TEXT SEGMENT ▸

_____

Human Sexuality: The Ultimate Interdisciplinary Topic

In this third installment of Answer’s blog series, Inter(sex)tions, sexuality educator Deborah Roffman tells us why human sexuality is the ultimate interdisciplinary topic. Ms. Roffman has been teaching sexuality education for over 40 years in grades 4-12 and is also the author of three books: Talk to Me First, Sex and Sensibility and But How’d I Get in There in the First Place. Sexuality is a topic that is too often reduced to genitals and sexual behaviors. Ms. Roffman shares how sexuality educators  can begin to get at the complexity of human sexuality by making connections from sexuality to just about any other academic subject area. She encourages all teachers to make deliberate, ongoing connections for students between the topic of sexuality and other academic disciplines, to promote students’ critical thinking about a topic that is too often portrayed in simplistic ways.

_____

Referring expression data
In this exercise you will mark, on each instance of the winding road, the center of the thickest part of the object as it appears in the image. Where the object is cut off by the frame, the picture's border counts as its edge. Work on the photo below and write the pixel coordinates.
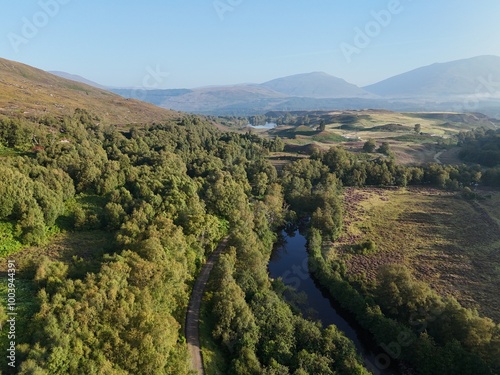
(193, 312)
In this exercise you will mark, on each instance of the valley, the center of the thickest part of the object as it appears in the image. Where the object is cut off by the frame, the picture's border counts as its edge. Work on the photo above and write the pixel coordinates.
(111, 209)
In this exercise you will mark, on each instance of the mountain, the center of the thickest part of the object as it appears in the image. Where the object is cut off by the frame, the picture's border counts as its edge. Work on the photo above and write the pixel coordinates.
(312, 91)
(77, 78)
(33, 92)
(317, 85)
(477, 76)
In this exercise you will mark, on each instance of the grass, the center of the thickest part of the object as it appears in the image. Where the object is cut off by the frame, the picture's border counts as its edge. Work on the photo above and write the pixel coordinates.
(415, 138)
(353, 128)
(449, 242)
(32, 92)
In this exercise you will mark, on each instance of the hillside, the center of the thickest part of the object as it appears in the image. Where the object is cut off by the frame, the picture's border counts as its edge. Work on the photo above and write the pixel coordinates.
(77, 78)
(317, 85)
(475, 76)
(33, 92)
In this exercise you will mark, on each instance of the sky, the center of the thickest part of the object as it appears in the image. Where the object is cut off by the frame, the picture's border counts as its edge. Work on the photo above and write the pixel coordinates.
(194, 43)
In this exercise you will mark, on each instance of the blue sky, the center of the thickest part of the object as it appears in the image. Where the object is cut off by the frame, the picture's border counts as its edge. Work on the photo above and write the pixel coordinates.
(190, 43)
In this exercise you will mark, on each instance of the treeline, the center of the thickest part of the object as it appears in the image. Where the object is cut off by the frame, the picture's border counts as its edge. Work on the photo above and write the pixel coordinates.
(168, 193)
(412, 323)
(482, 146)
(256, 328)
(436, 336)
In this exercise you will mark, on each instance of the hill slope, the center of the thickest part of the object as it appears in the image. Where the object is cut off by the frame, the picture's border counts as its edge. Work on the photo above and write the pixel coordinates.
(77, 78)
(477, 75)
(315, 85)
(33, 92)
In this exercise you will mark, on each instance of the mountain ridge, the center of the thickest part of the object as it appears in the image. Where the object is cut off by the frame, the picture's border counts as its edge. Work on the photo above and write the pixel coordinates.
(472, 76)
(32, 92)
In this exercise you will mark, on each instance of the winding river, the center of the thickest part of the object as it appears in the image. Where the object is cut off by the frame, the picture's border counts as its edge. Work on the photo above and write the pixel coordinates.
(290, 262)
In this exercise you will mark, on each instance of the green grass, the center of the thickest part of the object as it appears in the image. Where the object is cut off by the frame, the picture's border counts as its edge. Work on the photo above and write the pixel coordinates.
(415, 138)
(328, 137)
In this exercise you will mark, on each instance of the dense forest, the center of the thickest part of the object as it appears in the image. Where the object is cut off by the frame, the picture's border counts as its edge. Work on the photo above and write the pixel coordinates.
(167, 194)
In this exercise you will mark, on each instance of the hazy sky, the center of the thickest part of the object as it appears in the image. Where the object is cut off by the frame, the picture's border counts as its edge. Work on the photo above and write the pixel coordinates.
(190, 43)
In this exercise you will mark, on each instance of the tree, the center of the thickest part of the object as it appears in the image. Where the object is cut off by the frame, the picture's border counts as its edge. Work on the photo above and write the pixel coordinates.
(385, 149)
(322, 126)
(369, 145)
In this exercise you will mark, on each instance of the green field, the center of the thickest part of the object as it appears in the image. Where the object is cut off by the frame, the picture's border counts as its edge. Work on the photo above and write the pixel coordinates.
(451, 243)
(353, 128)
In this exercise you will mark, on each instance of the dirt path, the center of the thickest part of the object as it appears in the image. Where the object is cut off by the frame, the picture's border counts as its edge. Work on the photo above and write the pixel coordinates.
(193, 313)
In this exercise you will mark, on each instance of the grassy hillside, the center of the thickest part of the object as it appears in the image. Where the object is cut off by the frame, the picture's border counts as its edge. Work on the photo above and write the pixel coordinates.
(31, 92)
(354, 128)
(449, 242)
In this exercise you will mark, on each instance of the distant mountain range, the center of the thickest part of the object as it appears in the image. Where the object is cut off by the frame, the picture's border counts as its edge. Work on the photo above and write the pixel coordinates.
(476, 76)
(469, 85)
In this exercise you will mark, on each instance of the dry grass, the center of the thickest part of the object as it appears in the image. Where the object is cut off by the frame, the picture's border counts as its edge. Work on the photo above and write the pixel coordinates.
(451, 243)
(88, 246)
(31, 92)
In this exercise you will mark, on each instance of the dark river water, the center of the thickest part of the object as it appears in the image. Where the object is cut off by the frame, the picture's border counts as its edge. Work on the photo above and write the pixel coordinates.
(290, 262)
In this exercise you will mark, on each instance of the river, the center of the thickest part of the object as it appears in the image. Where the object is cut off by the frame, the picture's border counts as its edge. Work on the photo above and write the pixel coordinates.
(290, 262)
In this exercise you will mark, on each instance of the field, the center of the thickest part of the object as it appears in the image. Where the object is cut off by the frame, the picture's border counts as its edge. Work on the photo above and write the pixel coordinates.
(86, 248)
(353, 128)
(451, 243)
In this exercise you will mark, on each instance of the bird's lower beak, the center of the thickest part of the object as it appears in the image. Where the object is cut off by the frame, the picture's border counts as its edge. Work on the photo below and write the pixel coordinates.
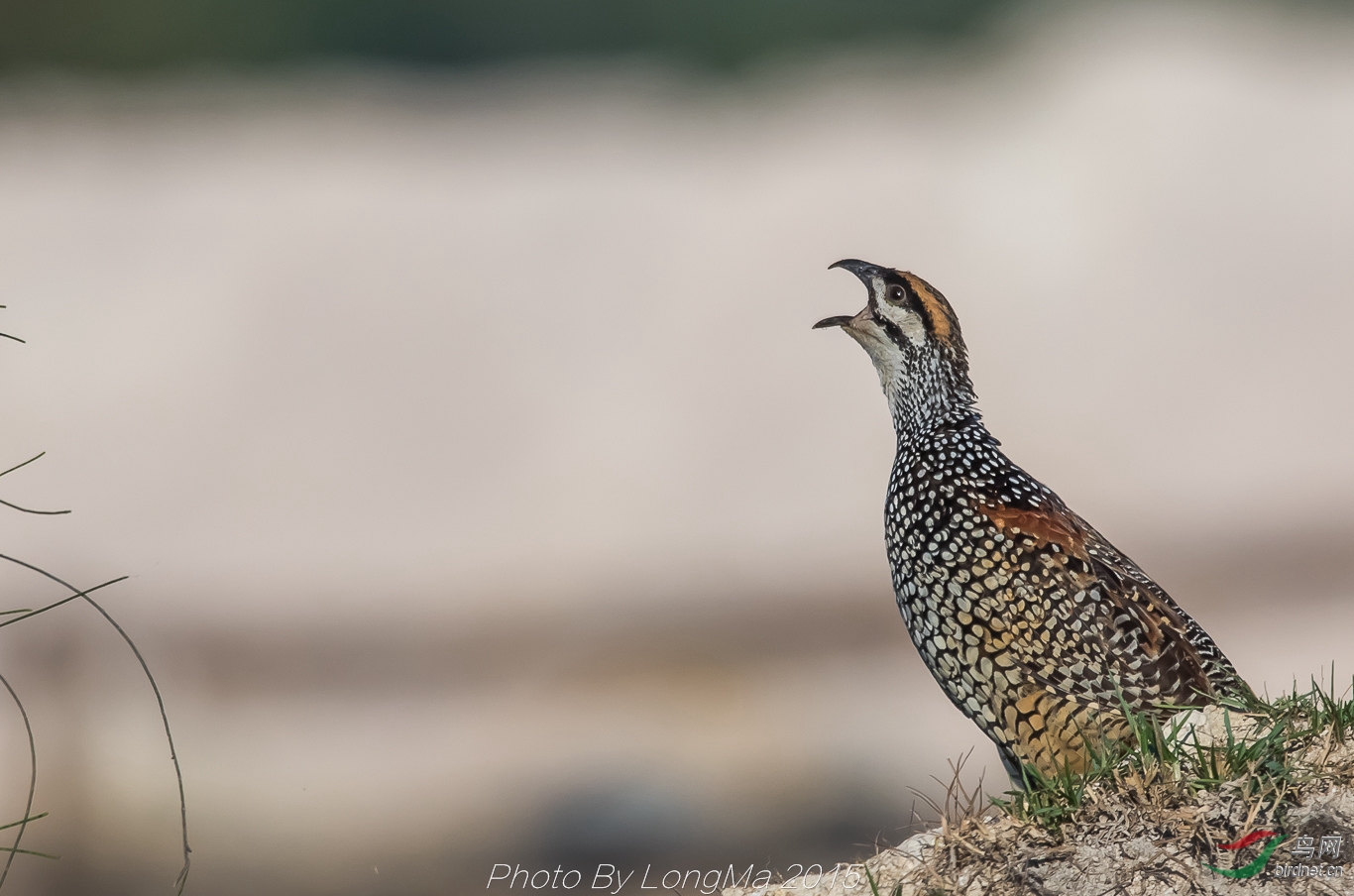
(846, 319)
(866, 273)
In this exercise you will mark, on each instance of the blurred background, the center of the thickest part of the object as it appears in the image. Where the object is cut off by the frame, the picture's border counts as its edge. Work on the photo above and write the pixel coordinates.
(441, 375)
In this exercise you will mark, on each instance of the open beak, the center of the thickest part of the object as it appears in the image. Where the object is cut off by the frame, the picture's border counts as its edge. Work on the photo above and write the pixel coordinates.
(866, 273)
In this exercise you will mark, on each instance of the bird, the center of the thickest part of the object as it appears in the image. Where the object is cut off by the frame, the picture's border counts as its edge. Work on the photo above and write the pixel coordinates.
(1033, 624)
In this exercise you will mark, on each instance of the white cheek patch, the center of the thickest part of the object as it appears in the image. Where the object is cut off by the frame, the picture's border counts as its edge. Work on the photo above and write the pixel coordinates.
(913, 328)
(910, 322)
(881, 351)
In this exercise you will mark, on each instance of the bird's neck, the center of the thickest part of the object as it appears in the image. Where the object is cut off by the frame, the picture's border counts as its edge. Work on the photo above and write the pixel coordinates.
(920, 409)
(917, 432)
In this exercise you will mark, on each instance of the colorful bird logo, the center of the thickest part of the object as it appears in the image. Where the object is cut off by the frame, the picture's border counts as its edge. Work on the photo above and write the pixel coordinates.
(1258, 863)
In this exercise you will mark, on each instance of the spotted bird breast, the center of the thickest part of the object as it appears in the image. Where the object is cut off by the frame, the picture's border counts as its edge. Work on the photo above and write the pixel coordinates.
(1012, 599)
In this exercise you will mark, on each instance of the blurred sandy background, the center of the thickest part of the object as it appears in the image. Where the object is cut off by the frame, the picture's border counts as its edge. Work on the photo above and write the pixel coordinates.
(488, 497)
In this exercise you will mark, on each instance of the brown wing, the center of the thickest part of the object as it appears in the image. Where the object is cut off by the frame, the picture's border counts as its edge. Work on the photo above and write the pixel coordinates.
(1088, 624)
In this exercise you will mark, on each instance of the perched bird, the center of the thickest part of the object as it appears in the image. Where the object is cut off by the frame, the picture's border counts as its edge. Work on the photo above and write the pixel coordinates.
(1033, 624)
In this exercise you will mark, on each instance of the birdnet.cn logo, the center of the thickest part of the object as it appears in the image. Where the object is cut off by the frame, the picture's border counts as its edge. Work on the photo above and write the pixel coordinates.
(1306, 855)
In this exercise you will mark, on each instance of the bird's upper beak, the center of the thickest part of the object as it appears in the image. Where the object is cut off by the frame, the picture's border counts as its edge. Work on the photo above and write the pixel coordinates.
(866, 273)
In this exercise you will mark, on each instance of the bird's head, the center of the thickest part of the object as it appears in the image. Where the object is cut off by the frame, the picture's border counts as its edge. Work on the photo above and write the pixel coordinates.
(913, 336)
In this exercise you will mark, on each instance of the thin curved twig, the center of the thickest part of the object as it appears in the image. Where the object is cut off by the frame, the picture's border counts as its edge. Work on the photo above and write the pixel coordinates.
(33, 781)
(164, 717)
(25, 463)
(45, 513)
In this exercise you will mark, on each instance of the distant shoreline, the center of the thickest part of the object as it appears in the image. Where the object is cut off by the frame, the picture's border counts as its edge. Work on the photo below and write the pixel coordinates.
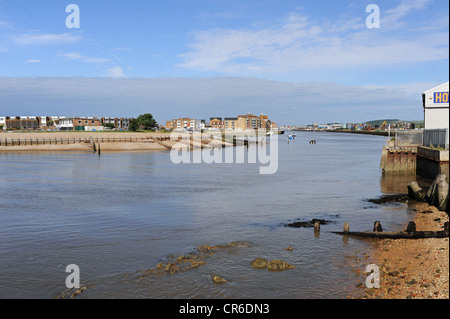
(380, 133)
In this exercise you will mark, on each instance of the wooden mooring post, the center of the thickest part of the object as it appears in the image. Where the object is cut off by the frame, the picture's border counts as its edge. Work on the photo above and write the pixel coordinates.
(409, 233)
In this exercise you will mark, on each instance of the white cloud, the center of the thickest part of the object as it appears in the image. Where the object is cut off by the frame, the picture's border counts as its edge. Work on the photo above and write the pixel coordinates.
(33, 61)
(299, 44)
(392, 16)
(71, 56)
(45, 39)
(115, 72)
(167, 98)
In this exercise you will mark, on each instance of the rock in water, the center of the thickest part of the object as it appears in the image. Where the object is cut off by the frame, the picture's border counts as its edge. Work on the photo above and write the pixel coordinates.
(279, 265)
(259, 263)
(218, 280)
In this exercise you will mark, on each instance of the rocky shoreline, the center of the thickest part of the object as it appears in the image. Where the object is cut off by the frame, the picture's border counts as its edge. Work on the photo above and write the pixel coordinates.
(415, 268)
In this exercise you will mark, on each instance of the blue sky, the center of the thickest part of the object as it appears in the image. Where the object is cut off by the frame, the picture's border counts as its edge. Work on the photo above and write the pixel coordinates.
(298, 61)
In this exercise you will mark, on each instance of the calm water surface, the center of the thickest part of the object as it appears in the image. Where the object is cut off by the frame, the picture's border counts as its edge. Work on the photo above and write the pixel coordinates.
(122, 213)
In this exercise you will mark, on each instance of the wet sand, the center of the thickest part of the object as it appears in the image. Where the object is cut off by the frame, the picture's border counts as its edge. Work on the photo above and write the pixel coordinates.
(414, 268)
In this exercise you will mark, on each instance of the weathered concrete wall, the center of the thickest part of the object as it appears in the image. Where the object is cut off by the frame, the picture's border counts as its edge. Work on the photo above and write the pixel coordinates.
(398, 161)
(432, 162)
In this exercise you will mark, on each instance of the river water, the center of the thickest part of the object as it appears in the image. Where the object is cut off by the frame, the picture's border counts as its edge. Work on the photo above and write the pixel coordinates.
(122, 213)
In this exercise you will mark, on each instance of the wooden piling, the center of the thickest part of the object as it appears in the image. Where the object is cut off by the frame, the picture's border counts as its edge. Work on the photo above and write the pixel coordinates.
(377, 227)
(346, 228)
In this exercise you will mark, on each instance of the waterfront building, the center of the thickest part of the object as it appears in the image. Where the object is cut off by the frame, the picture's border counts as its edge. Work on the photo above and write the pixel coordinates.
(79, 124)
(185, 124)
(217, 123)
(120, 123)
(230, 123)
(435, 107)
(248, 121)
(21, 122)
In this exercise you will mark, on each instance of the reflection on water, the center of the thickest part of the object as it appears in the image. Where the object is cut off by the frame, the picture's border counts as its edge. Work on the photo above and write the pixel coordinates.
(123, 213)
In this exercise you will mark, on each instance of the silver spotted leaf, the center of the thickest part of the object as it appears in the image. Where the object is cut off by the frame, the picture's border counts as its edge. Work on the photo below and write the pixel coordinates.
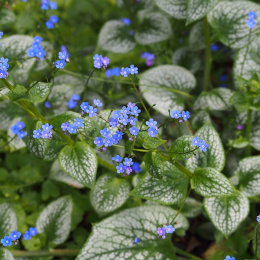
(229, 22)
(154, 28)
(115, 37)
(226, 213)
(248, 172)
(175, 8)
(55, 220)
(80, 162)
(113, 238)
(214, 157)
(209, 182)
(171, 189)
(8, 220)
(166, 86)
(109, 194)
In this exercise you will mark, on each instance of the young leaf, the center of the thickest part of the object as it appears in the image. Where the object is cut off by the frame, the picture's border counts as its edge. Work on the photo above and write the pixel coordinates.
(248, 171)
(54, 221)
(154, 28)
(175, 8)
(226, 213)
(163, 84)
(209, 182)
(155, 164)
(171, 189)
(8, 220)
(214, 157)
(120, 230)
(109, 194)
(115, 37)
(80, 162)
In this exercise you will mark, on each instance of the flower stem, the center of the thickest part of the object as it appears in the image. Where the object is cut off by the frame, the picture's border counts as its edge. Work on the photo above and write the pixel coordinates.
(208, 55)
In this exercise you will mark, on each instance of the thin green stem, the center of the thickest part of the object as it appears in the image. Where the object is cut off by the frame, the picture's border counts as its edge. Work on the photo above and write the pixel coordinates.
(248, 131)
(208, 55)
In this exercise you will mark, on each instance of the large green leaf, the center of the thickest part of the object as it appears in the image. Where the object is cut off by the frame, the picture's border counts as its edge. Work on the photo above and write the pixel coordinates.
(199, 8)
(226, 213)
(109, 194)
(55, 220)
(209, 182)
(8, 220)
(80, 162)
(229, 22)
(248, 171)
(171, 189)
(115, 36)
(214, 157)
(154, 28)
(175, 8)
(163, 84)
(113, 238)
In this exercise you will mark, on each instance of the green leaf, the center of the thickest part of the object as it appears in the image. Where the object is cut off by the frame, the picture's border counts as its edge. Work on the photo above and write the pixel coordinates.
(109, 194)
(171, 189)
(155, 164)
(229, 22)
(226, 213)
(115, 37)
(154, 28)
(80, 162)
(55, 220)
(248, 171)
(127, 225)
(214, 157)
(39, 92)
(175, 8)
(8, 220)
(197, 9)
(216, 99)
(209, 182)
(167, 86)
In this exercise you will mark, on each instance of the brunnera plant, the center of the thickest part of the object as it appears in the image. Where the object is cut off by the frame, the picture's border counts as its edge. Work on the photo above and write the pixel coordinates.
(172, 148)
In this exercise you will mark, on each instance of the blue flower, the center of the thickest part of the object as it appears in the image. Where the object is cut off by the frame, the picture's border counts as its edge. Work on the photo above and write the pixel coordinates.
(133, 70)
(6, 241)
(15, 235)
(134, 130)
(98, 141)
(169, 229)
(79, 122)
(117, 158)
(97, 103)
(27, 235)
(37, 133)
(33, 231)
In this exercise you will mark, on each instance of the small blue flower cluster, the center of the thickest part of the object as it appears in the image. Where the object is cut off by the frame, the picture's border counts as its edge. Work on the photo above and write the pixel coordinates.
(15, 235)
(72, 128)
(251, 22)
(126, 71)
(53, 20)
(46, 3)
(149, 58)
(3, 68)
(114, 72)
(90, 110)
(45, 133)
(73, 101)
(36, 49)
(100, 61)
(176, 114)
(152, 130)
(199, 143)
(124, 167)
(17, 129)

_____

ACTIVITY ▸
According to the text on human sexuality as an interdisciplinary topic, how long has Deborah Roffman been teaching sexuality education?

OUTPUT ▸
Over 40 years